_PAGE EXTRACT_:
▼

Chapter 4. Continuous availability and manageability
153
Processor instruction retry
As introduced with the POWER6 technology, the processor can do processor
instruction retry and alternate processor recovery for several core-related faults. Doing this
significantly reduces exposure to both permanent and intermittent errors in the processor
core.
Intermittent errors, often because of cosmic rays or other sources of radiation, are generally
not repeatable.
With the instruction retry function, when an error is encountered in the core, in caches and
certain logic functions, the processor first automatically retries the instruction. If
the source of the error was truly transient, the instruction succeeds and the system can
continue as before.
Alternate processor retry
Hard failures are more difficult, being permanent errors that will be replicated each time that
the instruction is repeated. Retrying the instruction does not help in this situation because the
instruction will continue to fail.
As introduced with POWER6, processors are able to extract the failing instruction
from the faulty core and retry it elsewhere in the system. The failing core is then dynamically
deconfigured and scheduled for replacement.

▲

_TASKS_:
• A. Update the processor recovery text, starting at the words "Intermittent errors, often" and ending after "continue to fail.", with "cosmic rays" changed to "alpha particles".
• B. Please continue the processor recovery text from its final sentence.
The data plays no role in any of this.

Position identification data

▼

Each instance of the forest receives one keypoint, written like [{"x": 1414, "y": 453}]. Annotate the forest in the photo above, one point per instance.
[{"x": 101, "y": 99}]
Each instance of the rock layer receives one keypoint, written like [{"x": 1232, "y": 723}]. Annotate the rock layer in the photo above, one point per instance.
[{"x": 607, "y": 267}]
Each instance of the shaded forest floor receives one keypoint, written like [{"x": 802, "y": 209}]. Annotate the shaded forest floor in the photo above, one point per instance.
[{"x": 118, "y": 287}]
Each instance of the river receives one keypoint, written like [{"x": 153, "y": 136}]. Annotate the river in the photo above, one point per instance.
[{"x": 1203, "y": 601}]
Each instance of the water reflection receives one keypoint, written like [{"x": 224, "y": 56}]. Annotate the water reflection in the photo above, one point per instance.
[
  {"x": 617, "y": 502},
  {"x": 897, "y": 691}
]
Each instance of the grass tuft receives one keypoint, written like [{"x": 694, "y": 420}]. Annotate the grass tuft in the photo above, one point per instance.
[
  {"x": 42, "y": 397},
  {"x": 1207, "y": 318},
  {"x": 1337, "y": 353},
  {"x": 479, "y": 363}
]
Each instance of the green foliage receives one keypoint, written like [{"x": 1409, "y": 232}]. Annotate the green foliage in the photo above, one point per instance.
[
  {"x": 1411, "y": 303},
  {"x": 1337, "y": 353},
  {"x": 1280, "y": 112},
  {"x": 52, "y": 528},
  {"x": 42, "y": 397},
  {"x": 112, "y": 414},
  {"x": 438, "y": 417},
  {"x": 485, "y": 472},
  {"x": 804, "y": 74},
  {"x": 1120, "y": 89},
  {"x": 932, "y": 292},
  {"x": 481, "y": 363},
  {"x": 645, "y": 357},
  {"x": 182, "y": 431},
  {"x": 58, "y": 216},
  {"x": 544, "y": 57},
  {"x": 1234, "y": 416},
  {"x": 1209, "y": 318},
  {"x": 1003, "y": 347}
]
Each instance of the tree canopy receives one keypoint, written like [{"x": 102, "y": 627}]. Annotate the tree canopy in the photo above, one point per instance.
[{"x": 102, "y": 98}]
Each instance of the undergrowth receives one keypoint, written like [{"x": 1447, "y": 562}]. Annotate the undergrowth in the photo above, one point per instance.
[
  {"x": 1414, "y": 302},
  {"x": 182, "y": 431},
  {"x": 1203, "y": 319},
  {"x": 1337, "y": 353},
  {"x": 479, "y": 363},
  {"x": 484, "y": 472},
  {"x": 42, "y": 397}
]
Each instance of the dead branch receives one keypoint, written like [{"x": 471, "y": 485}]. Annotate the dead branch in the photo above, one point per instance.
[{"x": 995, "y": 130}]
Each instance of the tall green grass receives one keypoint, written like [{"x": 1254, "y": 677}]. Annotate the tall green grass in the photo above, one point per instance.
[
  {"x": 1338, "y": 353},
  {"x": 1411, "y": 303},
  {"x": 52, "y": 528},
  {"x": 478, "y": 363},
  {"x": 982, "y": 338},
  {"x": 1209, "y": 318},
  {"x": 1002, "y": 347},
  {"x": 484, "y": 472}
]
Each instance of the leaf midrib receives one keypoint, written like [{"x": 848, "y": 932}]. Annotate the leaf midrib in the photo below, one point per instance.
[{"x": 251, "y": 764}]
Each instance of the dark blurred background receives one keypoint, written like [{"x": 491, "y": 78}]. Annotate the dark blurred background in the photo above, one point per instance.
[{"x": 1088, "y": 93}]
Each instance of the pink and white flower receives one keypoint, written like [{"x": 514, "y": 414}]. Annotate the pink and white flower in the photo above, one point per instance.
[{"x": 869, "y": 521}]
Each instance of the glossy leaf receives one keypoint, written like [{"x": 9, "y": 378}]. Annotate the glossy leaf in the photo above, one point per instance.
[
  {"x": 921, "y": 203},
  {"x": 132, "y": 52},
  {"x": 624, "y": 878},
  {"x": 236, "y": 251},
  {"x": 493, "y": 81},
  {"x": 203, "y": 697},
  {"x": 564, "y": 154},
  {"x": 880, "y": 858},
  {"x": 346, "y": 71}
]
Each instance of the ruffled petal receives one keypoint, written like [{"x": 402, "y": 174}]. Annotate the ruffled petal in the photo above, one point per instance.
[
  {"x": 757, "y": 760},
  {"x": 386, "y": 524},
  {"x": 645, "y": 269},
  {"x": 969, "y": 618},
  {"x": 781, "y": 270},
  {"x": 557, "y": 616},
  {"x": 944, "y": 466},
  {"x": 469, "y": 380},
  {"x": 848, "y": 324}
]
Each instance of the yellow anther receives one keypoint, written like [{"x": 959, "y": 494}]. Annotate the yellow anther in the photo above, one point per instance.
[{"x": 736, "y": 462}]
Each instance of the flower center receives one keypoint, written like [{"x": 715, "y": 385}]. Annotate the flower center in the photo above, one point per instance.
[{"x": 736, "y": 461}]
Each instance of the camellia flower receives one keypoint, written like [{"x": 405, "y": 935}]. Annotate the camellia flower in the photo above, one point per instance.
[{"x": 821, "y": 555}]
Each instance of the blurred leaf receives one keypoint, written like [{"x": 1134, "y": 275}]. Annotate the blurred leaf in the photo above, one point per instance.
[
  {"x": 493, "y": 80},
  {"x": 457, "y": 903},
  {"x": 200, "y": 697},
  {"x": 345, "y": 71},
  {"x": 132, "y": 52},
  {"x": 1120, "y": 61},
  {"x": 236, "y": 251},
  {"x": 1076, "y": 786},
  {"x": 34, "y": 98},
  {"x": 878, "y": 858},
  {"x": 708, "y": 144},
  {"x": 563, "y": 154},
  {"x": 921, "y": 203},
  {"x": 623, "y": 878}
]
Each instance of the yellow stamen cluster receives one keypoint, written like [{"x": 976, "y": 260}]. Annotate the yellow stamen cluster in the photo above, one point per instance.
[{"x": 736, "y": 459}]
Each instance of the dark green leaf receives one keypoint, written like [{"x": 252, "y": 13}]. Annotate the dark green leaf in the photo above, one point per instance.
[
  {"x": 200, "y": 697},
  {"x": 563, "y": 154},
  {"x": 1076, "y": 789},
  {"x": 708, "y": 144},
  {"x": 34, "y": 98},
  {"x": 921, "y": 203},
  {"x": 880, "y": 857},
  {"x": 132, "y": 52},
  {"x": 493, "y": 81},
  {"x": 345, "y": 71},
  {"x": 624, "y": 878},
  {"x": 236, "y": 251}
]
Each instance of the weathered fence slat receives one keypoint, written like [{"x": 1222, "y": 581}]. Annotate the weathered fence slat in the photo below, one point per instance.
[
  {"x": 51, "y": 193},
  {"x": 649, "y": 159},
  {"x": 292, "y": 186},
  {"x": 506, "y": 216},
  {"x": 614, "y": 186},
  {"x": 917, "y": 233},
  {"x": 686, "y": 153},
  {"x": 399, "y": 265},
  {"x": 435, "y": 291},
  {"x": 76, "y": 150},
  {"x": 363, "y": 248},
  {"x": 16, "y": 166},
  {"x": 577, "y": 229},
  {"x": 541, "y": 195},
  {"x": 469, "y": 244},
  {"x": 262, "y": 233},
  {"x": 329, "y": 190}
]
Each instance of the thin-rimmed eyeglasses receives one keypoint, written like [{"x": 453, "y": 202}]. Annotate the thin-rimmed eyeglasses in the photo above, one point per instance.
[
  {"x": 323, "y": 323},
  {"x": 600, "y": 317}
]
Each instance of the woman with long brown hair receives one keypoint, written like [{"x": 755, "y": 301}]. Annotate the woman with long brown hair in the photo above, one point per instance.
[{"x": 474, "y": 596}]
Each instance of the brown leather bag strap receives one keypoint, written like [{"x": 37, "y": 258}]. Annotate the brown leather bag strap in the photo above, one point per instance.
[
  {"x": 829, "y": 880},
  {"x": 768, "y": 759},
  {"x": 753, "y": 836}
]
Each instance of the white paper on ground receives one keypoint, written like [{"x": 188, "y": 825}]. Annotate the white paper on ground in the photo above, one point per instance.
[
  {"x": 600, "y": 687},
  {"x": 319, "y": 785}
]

▲

_EXPECTED RESPONSES_:
• A.
Intermittent errors, often because of alpha particles or other sources of radiation, are generally
not repeatable.
With the instruction retry function, when an error is encountered in the core, in caches and
certain logic functions, the processor first automatically retries the instruction. If
the source of the error was truly transient, the instruction succeeds and the system can
continue as before.
Alternate processor retry
Hard failures are more difficult, being permanent errors that will be replicated each time that
the instruction is repeated. Retrying the instruction does not help in this situation because the
instruction will continue to fail.

• B.
Dynamic processor deallocation
Dynamic processor deallocation enables automatic deconfiguration of processor cores when
patterns of recoverable core-related faults are detected. Dynamic processor deallocation
prevents a recoverable error from escalating to an unrecoverable system error, which might
otherwise result in an unscheduled server outage. Dynamic processor deallocation relies on
the service processor’s ability to use FFDC-generated recoverable error information to notify
the POWER Hypervisor when a processor core reaches its predefined error limit. The
POWER Hypervisor then dynamically deconfigures the failing core and notifies the system
administrator that a replacement is needed. The entire process is transparent to the partition
owning the failing instruction.
Single processor checkstop
As in the POWER6 processor, the processor provides single core checkstopping
for certain processor logic, command, or control errors that cannot be handled by the
availability enhancements in the preceding section.
This significantly reduces the probability of any one processor affecting total system
availability by containing most processor checkstops to the partition that was using the
processor at the time full checkstop goes into effect.
Even with all these availability enhancements to prevent processor errors from affecting
system-wide availability into play, there will be errors that can result in a system-wide outage.
Before POWER6: On IBM systems prior to POWER6, such an error typically caused a
checkstop.